### ENTRIES PROVIDED:
-----

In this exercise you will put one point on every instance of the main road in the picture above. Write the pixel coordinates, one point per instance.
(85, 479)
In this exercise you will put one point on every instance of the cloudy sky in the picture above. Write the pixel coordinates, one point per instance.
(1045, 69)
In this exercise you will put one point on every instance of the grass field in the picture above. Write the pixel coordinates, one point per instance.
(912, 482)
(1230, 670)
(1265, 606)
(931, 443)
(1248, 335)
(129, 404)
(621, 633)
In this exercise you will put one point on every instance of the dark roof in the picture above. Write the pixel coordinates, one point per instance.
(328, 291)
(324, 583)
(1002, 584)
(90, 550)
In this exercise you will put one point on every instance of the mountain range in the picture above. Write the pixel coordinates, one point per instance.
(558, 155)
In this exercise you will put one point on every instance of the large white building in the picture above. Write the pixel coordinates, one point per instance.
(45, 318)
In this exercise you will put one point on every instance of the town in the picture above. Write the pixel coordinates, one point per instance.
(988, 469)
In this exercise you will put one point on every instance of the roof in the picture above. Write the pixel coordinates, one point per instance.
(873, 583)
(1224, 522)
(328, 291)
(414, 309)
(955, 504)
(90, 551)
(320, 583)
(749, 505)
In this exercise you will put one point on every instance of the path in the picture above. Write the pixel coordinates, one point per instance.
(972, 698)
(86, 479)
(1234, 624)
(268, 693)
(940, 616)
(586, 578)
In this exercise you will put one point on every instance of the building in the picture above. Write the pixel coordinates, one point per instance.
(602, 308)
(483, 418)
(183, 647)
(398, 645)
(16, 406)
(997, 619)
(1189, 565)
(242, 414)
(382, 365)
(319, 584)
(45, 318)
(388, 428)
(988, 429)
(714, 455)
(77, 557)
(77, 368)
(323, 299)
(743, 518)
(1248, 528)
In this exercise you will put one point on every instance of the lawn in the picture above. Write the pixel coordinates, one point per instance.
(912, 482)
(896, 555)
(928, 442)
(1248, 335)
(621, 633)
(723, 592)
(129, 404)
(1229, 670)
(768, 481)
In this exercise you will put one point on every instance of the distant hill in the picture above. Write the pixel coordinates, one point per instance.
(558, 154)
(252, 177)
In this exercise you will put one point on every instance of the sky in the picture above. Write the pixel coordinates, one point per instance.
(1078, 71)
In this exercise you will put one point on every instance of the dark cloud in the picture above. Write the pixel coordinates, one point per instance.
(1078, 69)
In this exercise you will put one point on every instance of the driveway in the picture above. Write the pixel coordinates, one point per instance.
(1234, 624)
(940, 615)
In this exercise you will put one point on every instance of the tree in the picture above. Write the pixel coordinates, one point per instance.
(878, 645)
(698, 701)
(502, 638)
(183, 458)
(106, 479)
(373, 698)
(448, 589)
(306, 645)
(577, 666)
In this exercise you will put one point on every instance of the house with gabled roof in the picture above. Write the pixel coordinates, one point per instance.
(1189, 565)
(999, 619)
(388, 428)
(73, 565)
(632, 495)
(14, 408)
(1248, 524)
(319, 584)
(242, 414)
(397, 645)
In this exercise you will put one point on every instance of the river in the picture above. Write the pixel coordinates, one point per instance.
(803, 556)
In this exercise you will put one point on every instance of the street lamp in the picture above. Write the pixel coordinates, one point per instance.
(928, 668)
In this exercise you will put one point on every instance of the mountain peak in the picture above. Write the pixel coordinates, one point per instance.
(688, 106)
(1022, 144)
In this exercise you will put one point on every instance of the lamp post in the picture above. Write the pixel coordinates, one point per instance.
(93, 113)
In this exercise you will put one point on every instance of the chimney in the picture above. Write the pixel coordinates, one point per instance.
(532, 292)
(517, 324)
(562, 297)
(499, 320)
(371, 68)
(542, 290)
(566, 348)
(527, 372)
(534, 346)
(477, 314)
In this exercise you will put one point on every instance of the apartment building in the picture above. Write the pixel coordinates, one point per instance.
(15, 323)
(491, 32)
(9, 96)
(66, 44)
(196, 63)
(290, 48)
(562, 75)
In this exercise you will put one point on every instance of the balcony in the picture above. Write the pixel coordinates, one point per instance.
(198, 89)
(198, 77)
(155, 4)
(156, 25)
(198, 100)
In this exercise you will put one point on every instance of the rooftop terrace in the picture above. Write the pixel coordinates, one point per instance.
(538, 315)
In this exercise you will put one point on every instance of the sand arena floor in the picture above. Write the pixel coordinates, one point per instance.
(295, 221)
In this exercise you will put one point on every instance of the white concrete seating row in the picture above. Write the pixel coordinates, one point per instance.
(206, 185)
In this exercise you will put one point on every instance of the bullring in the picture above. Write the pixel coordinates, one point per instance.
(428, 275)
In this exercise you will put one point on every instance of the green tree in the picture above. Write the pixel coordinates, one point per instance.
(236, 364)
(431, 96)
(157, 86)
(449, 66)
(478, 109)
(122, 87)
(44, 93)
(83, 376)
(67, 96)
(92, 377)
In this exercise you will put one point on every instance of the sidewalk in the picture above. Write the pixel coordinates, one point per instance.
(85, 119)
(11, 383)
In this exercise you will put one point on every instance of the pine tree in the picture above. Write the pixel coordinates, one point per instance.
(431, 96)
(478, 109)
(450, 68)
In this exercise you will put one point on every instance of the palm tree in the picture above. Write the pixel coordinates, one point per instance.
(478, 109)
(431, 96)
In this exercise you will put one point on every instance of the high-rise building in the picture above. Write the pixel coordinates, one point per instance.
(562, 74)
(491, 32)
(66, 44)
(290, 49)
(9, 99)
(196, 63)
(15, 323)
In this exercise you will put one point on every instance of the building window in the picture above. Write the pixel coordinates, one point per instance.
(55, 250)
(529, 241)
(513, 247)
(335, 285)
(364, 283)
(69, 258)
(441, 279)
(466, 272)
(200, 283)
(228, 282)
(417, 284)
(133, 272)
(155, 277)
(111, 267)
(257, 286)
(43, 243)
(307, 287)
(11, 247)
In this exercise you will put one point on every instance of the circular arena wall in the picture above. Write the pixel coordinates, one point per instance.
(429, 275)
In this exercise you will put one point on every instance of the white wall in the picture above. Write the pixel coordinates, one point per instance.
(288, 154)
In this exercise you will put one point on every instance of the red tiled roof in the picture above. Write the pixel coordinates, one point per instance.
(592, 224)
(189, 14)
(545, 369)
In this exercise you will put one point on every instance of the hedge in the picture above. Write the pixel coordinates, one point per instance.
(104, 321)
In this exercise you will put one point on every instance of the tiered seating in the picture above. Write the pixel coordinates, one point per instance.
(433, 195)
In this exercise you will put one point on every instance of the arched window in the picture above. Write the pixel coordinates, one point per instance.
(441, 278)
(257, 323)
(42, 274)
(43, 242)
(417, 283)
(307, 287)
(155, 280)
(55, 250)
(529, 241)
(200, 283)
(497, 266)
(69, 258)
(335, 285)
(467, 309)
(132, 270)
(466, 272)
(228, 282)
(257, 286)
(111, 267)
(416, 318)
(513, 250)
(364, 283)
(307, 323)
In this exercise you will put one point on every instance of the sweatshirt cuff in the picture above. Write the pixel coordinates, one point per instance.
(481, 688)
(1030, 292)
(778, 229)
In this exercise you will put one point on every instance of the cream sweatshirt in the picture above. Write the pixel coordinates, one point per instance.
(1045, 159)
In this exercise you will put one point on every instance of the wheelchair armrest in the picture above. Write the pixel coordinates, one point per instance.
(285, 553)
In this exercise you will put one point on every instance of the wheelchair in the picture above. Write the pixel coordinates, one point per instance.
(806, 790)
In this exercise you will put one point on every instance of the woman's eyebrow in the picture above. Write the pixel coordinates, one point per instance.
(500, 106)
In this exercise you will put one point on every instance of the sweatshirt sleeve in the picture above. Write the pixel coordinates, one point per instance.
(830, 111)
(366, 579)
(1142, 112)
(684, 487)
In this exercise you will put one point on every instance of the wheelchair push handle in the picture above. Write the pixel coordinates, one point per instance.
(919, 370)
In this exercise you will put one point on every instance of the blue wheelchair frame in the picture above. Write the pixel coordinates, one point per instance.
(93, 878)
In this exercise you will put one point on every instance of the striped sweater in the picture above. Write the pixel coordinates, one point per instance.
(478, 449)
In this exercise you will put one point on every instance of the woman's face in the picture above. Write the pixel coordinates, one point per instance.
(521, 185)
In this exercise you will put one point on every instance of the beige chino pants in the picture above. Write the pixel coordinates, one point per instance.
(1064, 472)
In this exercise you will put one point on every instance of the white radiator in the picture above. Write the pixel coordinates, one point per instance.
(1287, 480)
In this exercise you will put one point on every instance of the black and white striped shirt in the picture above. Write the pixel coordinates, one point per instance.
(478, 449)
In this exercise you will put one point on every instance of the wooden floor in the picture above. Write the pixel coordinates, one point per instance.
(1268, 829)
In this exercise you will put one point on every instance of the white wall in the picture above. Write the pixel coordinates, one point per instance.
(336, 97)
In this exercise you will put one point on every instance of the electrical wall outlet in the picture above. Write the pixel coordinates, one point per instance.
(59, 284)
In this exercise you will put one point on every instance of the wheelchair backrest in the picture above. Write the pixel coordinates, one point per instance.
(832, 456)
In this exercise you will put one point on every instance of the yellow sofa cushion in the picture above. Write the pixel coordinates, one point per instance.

-----

### OBJECTIVE:
Print the line containing "the sweatshirt sleeve" and every line after it to the end of the records above, exactly as written, and nothing else.

### SOLUTION TO THIS EXERCISE:
In this exercise you will put one point on every instance of the sweatshirt sleeve in the picture above. Write the pixel coordinates, one point per instance.
(830, 111)
(366, 579)
(1142, 112)
(684, 487)
In this exercise you will put one point on every instance of the wheelchair push handle in the picture above. Write the pixel coordinates, one point per instance.
(919, 370)
In this exercise you will put one point on every instance of the blue wheelchair frame in the picture above. Write the pixel coordinates, one point per instance.
(93, 878)
In this exercise you will put one point on every instance of the striped sweater in the picture above. Write the pixel coordinates, one point per instance.
(478, 449)
In this exercise you will put one point on every instance of the woman's face in the picture above. Write the pixel coordinates, one point per instance.
(521, 185)
In this exercise you will put one point on every instance of the beige chino pants in the picture above. Write the pixel coordinates, one point per instance.
(1064, 472)
In this exercise you will put one point on every instance of the white radiator in the picture above. Write the pixel coordinates, one point per instance.
(1287, 480)
In this exercise you will put one point on every instance of the black and white striped shirt in the picture above. Write the pixel coordinates, one point per instance.
(478, 449)
In this exercise you will put one point on every instance of the wooden floor in the picture above. Write the pixel coordinates, one point per instance.
(1268, 829)
In this exercise you will put one point on every instance of the white wall in the picture above. Write the pixel coordinates, one point per instance.
(336, 97)
In this exercise you will put one point on every instance of the electrical wall outlet in the picture above. Write the pixel coordinates, one point per instance.
(59, 284)
In this exercise you will put one point on every instance of the wheelchair backrest in the picture above. Write the pixel coordinates, one point per instance.
(832, 456)
In this exercise you will put one point on every instance of the yellow sofa cushion in the picture above. Write the pixel coordinates, one point per instance.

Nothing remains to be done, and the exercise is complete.